TASK PROMPT |
Transcribe every line of the data below verbatim, without any alteration.

SOURCE RECORDS |

======

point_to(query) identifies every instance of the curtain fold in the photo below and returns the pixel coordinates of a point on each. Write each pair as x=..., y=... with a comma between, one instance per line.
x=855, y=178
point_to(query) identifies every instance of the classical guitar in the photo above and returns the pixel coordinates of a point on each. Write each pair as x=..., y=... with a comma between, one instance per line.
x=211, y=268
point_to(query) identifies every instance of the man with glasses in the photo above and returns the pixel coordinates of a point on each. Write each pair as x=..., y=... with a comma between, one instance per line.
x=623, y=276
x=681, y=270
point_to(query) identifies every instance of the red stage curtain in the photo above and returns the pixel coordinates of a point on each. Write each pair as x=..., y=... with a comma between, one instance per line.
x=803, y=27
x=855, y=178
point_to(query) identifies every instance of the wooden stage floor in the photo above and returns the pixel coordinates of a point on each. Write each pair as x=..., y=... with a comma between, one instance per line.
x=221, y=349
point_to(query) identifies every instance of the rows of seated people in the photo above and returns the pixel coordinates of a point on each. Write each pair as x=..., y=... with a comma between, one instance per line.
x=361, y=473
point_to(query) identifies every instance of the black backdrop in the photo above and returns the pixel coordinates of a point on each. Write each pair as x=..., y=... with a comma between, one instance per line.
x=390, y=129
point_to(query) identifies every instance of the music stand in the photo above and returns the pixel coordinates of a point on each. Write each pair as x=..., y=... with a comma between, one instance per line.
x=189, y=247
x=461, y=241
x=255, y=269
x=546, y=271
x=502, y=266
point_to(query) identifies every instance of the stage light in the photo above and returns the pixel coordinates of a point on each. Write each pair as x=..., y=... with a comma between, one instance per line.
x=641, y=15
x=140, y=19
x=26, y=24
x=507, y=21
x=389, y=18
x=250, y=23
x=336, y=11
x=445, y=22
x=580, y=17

======

TASK ANSWER |
point_to(query) identifies every instance of the curtain fold in the photo below and returns the pixel coordinates of a point on each. Write each pair as x=..., y=... with a comma between, one instance per line.
x=855, y=178
point_to(query) identifies every instance of the classical guitar in the photo above and returns the pixel coordinates of a point on each. Write each pair as x=..., y=... with a comma between, one instance per line.
x=211, y=268
point_to(query) identifies every instance of the man with glasses in the photo above and returns the pixel coordinates of a point on each. Write each pair as x=..., y=... with a comma between, one instance per line.
x=623, y=276
x=681, y=270
point_to(query) identifies every instance of the red stage curtain in the photo above and returns the pixel coordinates of a point on each. Write each pair as x=..., y=... with a comma between, one instance per line.
x=803, y=27
x=855, y=178
point_to(query) identifies every instance of the wooden stage floor in the photo above and returns the pixel coordinates of a point on each. Write each pair as x=..., y=... with a comma between, one instance per line.
x=221, y=349
point_to(query) identifies every instance of the rows of seated people in the photo above and returns the pixel coordinates of a point on each. Write each pair as x=..., y=... with a comma between, one instance per line.
x=361, y=473
point_to(query) identifies every instance of the black backdrop in the photo above and returns the pixel coordinates of a point on each. Write each pair as x=..., y=... with a comma between, one instance per line.
x=390, y=129
point_to(query) identifies every instance of the music stand in the photo above and returns the pixel coordinates of a point on each. Write each pair as x=..., y=... with a comma between, one instance per line.
x=189, y=247
x=461, y=241
x=255, y=269
x=546, y=271
x=502, y=266
point_to(query) identifies every instance of the stage light in the photo above and returns the pixel coordinates of a point on each. Write each pair as x=..., y=... with a comma between, one instance per line.
x=641, y=15
x=140, y=19
x=26, y=24
x=507, y=21
x=389, y=18
x=250, y=23
x=336, y=11
x=445, y=22
x=580, y=17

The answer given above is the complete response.